* Given task A
In the passage on career coaches and counselors, which book describes the nuances of each term?
* Given task B
Continue the passage on career coaches and counselors after its last heading.

— Start Excerpted passage —

Coach or counselor
I received a phone call from someone asking me about the benefits of working with a career coach and whether I’m a career coach or a career counselor. I reversed the question to see whether the caller knows the distinction between the two terms. As expected, the caller did not. But that caller was not in the minority, because almost everyone uses the two terms interchangeably. In fact, there are even more such terms: career consultant, facilitator, mentor, and even manager-as-coach.
Marcia Bench in her book Career Coaching: An Insider’s Guide describes in detail the nuances of each term. However, for practical purposes and for the majority of people, the only question that counts is whether any of those people who hold the various titles can help clients get jobs or assist them with career changes. Of course there are also many other issues that any one of these professionals can help with.
What do clients want?
Clients look at a coach and expect the person to be someone who is confident and responsive. The coach needs to demonstrate knowledge of how to maneuver between the myriad job search strategies that are out there, and the coach must be current with rapidly changing platforms in, say, social media, for example. In terms of expectations about what clients can get from a coach, many clients come with certain preconceived ideas, and so a coach must stay open-minded and often call on intuition and experience in order to produce optimal results for a client.
An experienced coach develops an eye for clients’ strengths, innate talents, and skills but at the same time has to help clients face—and overcome—weaknesses. Everyone has perceived weaknesses; some don’t see them objectively and thus can’t deal with them effectively. Here’s where a good career coach can be potentially crucial. Working with a career coach definitely reduces job search time—occasionally, quite significantly. Above all, a good career coach has to be an excellent listener and know to ask probing questions.
What is a session with a coach like?

— End Excerpted passage —
— Start Data extract —

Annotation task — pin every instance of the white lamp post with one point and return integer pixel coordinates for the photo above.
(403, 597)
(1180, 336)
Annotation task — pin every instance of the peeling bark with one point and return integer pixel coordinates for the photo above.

— End Data extract —

* Exercise response A
Career Coaching: An Insider's Guide, by Marcia Bench.

* Exercise response B
Similar to other professionals, each coach has an individual style with which the coach feels confident and effective with clients. Many coaches are generalists, meaning that they help clients with a wide variety of topics such as résumé creation, networking, social media, LinkedIn profiles, written and verbal communications, interview preparation, and salary negotiation. As an example, my subspecialties are interview preparation and salary negotiation, which is of course not to say I don’t help clients with all the other subjects involved in career coaching as well!
While doing interview preparation, we conduct extensive mock interviews. I videotape clients for a few minutes, and then we analyze the tape together. I also provide feedback on a client’s image and make suggestions for improvement.
What is the cost?
Career coaches’ fees vary widely. Most career coaches have Web sites, but not all of them list their fees there. Why? Sessions can last anywhere from 45 minutes to three hours. Some coaches charge by session; others charge a global fee in the thousands of dollars.
My suggestion is caveat emptor: let the buyer beware—and do a thorough evaluation with due diligence. Interview a coach before handing over your money, and above all, if there’s no chemistry between the two of you, run away and find someone else regardless of the cost.
The unfortunate aspect of this is that career coaches can cost a small fortune and those of us who are unemployed, especially if that unemployment drags on, can rarely afford to lay out that kind of money when things are tight.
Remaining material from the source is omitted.